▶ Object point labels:
[Start]
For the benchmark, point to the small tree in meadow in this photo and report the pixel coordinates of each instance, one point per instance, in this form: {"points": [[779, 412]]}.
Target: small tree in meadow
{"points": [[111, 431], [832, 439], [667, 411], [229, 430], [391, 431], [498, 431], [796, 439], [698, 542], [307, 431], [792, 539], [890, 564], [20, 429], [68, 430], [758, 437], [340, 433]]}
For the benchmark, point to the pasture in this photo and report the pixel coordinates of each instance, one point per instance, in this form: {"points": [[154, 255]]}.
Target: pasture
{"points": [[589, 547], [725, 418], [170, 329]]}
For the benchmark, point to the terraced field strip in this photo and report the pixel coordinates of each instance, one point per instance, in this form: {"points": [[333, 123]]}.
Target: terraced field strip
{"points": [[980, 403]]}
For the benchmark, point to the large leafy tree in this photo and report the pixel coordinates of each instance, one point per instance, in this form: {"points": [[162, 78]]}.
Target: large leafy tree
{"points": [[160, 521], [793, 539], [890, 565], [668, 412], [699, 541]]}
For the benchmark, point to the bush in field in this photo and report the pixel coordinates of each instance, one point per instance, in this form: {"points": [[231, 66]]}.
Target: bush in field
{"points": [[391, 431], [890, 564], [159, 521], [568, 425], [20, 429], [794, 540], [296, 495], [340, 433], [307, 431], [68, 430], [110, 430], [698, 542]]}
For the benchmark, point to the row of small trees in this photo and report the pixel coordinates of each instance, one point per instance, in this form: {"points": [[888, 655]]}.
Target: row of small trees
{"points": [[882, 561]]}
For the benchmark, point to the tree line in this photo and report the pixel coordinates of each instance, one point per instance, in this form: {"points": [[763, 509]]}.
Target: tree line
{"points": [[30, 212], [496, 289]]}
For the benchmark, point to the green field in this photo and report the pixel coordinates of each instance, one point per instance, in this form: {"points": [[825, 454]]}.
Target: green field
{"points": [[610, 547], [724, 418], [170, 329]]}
[End]
▶ Exercise description:
Rewrite all the data above with "For the benchmark" replaced by "For the evaluation" wherever it occurs, leaving everything else unchanged.

▶ Output for this exercise:
For the evaluation, point to the small tree in meadow in this photo and report the pixel coordinates of each instance, one point per instance, in this form: {"points": [[779, 412]]}.
Target: small tree in meadow
{"points": [[111, 431], [832, 439], [667, 411], [229, 430], [391, 431], [498, 431], [796, 439], [698, 542], [307, 431], [792, 539], [890, 564], [20, 429], [68, 430], [758, 437], [340, 433]]}
For the evaluation, point to the pasture in this photo and report the pixel coordinates of each instance, one point per instance, in this form: {"points": [[154, 255]]}.
Target: pasture
{"points": [[589, 547], [725, 418], [170, 329]]}
For the evaluation, point to the terraced field strip in this photo and report the pixel coordinates of each instance, one point per instance, in this form: {"points": [[333, 123]]}.
Target: terraced field strip
{"points": [[980, 403]]}
For the evaluation, point to the large leafy tree in this photo and report the pixel coordinates of each instance, one point per instance, in this form: {"points": [[162, 78]]}.
Target: large leafy tree
{"points": [[160, 521], [793, 539], [890, 565], [668, 412], [699, 541]]}
For the evaluation, point to the bush in field in this photo and report the pixel coordinates of each instance, one point per instance, in this form: {"points": [[231, 66]]}.
Target: bush in field
{"points": [[391, 431], [890, 564], [159, 521], [568, 425], [20, 429], [794, 540], [296, 495], [340, 433], [307, 431], [68, 430], [110, 430], [698, 542]]}
For the evaluation, point to the row of small trees in this photo and report the pixel coordinates of each instance, one point per instance, in this form: {"points": [[888, 655]]}.
Target: row of small trees
{"points": [[882, 561]]}
For the evaluation, point to the tree line in this photo and report the pixel coordinates of each instance, one point per instance, in this form: {"points": [[763, 509]]}.
Target: tree line
{"points": [[30, 212], [496, 289]]}
For the evaluation, point to the green field in this photo and report the pixel coordinates of each instance, one point per instance, in this form: {"points": [[825, 454]]}.
Target: green field
{"points": [[610, 547], [724, 418], [170, 329]]}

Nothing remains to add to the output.